→ Requirement: Rewrite the listing below with "bounding box" changed to "enclosing box" wherever it appears, keeping everything else unchanged.

→ Data for this task:

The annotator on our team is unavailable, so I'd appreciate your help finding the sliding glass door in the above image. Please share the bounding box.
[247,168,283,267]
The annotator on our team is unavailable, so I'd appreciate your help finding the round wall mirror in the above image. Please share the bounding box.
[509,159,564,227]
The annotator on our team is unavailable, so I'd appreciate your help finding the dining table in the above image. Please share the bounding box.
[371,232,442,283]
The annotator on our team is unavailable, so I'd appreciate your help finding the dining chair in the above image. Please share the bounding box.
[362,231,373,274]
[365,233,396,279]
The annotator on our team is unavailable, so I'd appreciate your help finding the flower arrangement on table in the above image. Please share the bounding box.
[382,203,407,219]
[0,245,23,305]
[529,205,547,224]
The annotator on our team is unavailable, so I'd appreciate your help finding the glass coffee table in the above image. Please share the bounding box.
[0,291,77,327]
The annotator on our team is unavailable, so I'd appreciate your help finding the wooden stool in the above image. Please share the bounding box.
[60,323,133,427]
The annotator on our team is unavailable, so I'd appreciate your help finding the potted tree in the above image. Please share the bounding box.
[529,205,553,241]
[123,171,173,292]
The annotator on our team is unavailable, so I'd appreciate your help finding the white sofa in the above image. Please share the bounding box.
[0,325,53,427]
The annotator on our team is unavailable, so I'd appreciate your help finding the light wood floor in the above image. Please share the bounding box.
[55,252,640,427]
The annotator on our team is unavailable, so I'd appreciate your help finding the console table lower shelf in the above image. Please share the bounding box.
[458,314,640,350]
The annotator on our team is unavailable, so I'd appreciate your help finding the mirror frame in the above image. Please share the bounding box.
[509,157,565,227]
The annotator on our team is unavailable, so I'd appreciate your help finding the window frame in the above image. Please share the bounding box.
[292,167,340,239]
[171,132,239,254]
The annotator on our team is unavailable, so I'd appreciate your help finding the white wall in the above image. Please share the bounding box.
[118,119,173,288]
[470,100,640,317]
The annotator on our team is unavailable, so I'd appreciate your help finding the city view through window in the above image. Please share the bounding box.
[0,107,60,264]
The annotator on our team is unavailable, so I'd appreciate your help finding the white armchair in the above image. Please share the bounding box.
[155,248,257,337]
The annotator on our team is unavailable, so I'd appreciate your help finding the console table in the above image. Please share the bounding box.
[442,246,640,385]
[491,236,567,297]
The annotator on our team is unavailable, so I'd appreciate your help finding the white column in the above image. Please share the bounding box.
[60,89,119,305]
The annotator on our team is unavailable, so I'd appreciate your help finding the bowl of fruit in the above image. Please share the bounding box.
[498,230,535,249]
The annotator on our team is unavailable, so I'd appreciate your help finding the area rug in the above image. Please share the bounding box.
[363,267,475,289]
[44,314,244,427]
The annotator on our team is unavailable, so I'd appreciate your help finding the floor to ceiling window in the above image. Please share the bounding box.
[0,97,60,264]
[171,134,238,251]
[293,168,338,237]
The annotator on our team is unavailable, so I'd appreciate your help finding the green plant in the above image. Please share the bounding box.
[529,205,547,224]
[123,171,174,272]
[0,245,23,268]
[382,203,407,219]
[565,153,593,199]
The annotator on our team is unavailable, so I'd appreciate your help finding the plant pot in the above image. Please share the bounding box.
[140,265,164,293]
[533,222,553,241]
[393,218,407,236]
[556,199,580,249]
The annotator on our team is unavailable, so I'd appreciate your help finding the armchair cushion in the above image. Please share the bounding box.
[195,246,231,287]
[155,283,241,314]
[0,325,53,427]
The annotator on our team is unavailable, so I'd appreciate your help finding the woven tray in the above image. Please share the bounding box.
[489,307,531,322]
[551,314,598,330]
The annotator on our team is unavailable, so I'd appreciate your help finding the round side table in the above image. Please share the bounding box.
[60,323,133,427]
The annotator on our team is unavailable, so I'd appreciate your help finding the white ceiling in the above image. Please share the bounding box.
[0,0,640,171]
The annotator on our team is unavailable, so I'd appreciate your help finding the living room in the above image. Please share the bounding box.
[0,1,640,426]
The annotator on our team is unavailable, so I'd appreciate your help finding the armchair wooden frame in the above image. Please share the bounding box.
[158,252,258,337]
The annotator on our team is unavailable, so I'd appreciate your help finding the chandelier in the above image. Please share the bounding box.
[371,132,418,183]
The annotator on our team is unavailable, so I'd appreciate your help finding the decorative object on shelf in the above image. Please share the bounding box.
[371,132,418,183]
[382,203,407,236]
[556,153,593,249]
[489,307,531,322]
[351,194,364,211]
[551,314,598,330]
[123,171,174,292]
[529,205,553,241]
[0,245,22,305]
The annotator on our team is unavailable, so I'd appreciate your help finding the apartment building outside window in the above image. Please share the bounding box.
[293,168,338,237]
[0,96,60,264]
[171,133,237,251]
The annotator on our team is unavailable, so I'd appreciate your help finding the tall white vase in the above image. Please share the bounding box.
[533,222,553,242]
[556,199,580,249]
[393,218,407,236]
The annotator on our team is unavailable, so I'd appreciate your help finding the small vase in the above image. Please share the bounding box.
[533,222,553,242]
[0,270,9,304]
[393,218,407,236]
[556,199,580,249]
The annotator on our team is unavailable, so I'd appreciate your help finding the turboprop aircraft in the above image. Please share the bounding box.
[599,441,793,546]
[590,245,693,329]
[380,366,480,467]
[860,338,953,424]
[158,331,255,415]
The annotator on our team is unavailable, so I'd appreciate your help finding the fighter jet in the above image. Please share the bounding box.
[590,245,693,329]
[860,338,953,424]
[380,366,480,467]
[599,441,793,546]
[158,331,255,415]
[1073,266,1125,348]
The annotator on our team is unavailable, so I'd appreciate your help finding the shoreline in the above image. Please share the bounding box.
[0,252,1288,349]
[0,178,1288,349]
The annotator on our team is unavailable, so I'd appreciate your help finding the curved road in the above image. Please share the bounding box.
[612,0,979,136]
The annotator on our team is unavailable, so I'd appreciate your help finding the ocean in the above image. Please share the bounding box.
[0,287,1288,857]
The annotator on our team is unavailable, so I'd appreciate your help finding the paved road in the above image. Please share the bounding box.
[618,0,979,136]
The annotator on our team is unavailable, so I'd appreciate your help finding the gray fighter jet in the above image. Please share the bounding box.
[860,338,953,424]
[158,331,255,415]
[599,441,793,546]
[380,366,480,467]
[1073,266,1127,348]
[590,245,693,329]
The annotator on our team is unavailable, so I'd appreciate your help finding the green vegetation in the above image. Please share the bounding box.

→ Correct answer:
The annotator on our team is unavailable, so I'd appreciate your help finding the sliding glass door in the above image. Please share the enclosing box.
[247,168,283,267]
The annotator on our team is unavailable, so I'd appreciate your help finding the round wall mirror in the above image. Please share the enclosing box.
[509,159,564,227]
The annotator on our team is unavailable, so I'd appreciate your help finding the dining table in the above image. Please share the enclosing box.
[371,232,442,283]
The annotator on our team is unavailable, so I'd appreciate your help finding the dining chair in the above image. Please share the enclosing box.
[362,231,373,274]
[365,233,396,279]
The annotator on our team is unavailable, so I'd appreciate your help finding the flower arrangement on table in the above image. Please share the enclosing box.
[382,203,407,219]
[0,245,23,305]
[529,205,547,224]
The annotator on our team is unavailable, so I'd appreciate your help finding the glass coffee table in the above image. Please share the enclosing box.
[0,291,77,327]
The annotator on our team is unavailable, so I'd appreciate your help finding the wooden stool in the above image. Please share the enclosing box.
[60,323,133,427]
The annotator on our team is unavailable, so I'd appreciate your help finding the potted tree in the above image. Please share the enclosing box.
[529,205,553,241]
[123,171,173,292]
The annotator on our team is unavailable, so I'd appreciate your help finding the white sofa in the above image. Please share the enclosing box.
[0,325,53,427]
The annotator on our team is unavailable, so I'd appreciate your help finding the light wood floor in the above image. Please share the enclosing box.
[55,252,640,427]
The annotator on our team is unavailable, so I'd appreciate your help finding the console table lower shelf in the above image. Please share the enclosing box.
[458,314,640,350]
The annotator on our team is unavailable, so I'd appreciate your help finding the mirror frame in the above image. Please share the enclosing box.
[509,157,565,227]
The annotator on our team is unavailable, so I'd appreciate your help finding the window frame in the above image. Please share the enclosing box.
[292,167,340,239]
[171,132,239,254]
The annotator on our team is unavailable, so I'd appreciate your help finding the white wall in the above image. Please share the enclosing box.
[118,119,173,288]
[470,100,640,317]
The annotator on our team is unavailable, so I'd appreciate your help finding the city view through window in the above image. Please share the enclosing box.
[0,107,60,264]
The annotator on our team is unavailable, so I'd appreciate your help finding the white armchair in the above image. Please share the enclosing box.
[155,248,257,337]
The annotator on our team is unavailable, so I'd appreciate your help finding the console table in the above image. Please share the enclosing box.
[442,246,640,385]
[491,236,567,297]
The annotator on our team is unavailable, so I'd appreciate your help finding the white column in the above image. Please share the enclosing box.
[60,89,119,305]
The annotator on our team is unavailable, so I'd appreciate your help finding the bowl of fruit in the above image. Please share the enclosing box.
[498,230,535,249]
The annotator on our team is unavailable, so I'd appreciate your help finding the area rug in the above image. Please share the enclosing box.
[363,267,475,289]
[44,314,244,427]
The annotator on our team is unavailable, so I'd appreciate your help finding the floor to ceiling window in the above image. Please share the enclosing box.
[0,97,60,264]
[171,134,238,251]
[293,168,338,237]
The annotator on our team is unavailable, so I'd appreciate your help finding the green plant in the above image. Please share the enclosing box.
[529,205,547,224]
[123,171,174,272]
[0,245,23,268]
[382,203,407,219]
[565,153,593,199]
The annotator on our team is unavailable, so I'd appreciate your help finding the plant pot in the above image. Please share the enclosing box.
[140,265,164,293]
[533,222,553,241]
[393,218,407,236]
[556,199,580,249]
The annotator on our team is unavailable, so I'd appreciate your help finding the armchair cushion in the above image. Please share the enclosing box.
[195,246,231,287]
[155,283,241,314]
[0,325,53,427]
The annotator on our team is unavailable, so I'd appreciate your help finding the woven tray in the above image. Please share the enclosing box.
[489,307,531,322]
[551,314,598,330]
The annotator on our team is unavailable, so I'd appreciate your help finding the round side table in the above image. Please share the enclosing box.
[60,323,133,427]
The annotator on our team is unavailable, so I'd appreciate your help finding the white ceiling in the above image. Please share the enclosing box.
[0,0,640,171]
The annotator on our team is unavailable, so I'd appreciate your help finding the living room in the above image. Please share the enclosing box.
[0,1,640,426]
The annotator on our team is unavailable, so I'd appreciate your help finding the armchair wooden frame in the above image. Please share the enclosing box.
[158,252,258,337]
The annotator on our team is unavailable, so I'd appreciate your help finding the chandelier in the above image. Please share the enclosing box.
[371,132,418,183]
The annotator on our team is unavailable, so I'd appreciate your help finding the decorative object on shelf in the above image. Please share the enclosing box.
[371,132,418,183]
[382,203,407,236]
[556,153,593,249]
[489,307,531,322]
[351,194,364,211]
[551,314,598,330]
[123,171,174,292]
[529,205,553,241]
[0,245,22,305]
The annotator on our team is unavailable, so I'd appreciate your help finding the apartment building outside window in the above image. Please share the enclosing box.
[293,168,338,237]
[0,96,60,264]
[171,133,237,251]
The annotator on our team is unavailable, so I'd appreciate your help finding the tall white vase in the above image. Please share the enclosing box.
[533,222,553,242]
[556,199,580,249]
[393,218,407,236]
The annotator on our team is unavailable, so I'd appreciate your help finding the small vase in the above image. Please share the enclosing box.
[533,222,553,242]
[0,270,9,304]
[393,218,407,236]
[556,199,580,249]
The annotator on our team is unavailable, so I'd appreciate your help finding the turboprop aircraft in the above image. Please share the enclosing box.
[599,441,793,546]
[590,245,693,329]
[380,366,480,467]
[860,338,953,424]
[158,331,255,415]
The annotator on our team is unavailable, so I'd appreciate your help finding the fighter jet in the above image. Please share the enclosing box.
[590,245,693,329]
[860,338,953,424]
[380,366,480,467]
[599,441,793,546]
[158,331,255,415]
[1073,266,1125,348]
The annotator on our team is unavailable, so I'd appreciate your help finding the shoreline in the above image. Please share the enclosing box.
[0,252,1288,349]
[0,178,1288,349]
The annotator on our team is unavailable, so I'd appreciate your help finding the curved road in the above image. Please share the enclosing box.
[612,0,979,136]
The annotator on our team is unavailable, so I'd appreciate your help finding the ocean in the above image. Please share the enclosing box.
[0,287,1288,857]
The annotator on our team is unavailable, so I'd appreciate your help finding the paved road in the above image. Please share the enclosing box.
[618,0,979,136]
The annotator on our team is unavailable, so I'd appreciate your help finding the gray fighter jet in the above image. Please share the enclosing box.
[860,338,953,424]
[158,331,255,415]
[599,441,793,546]
[380,366,480,467]
[1073,266,1127,348]
[590,245,693,329]
The annotator on our team is unavailable, so I'd appreciate your help finding the green vegetation in the above image. Please share the enclosing box.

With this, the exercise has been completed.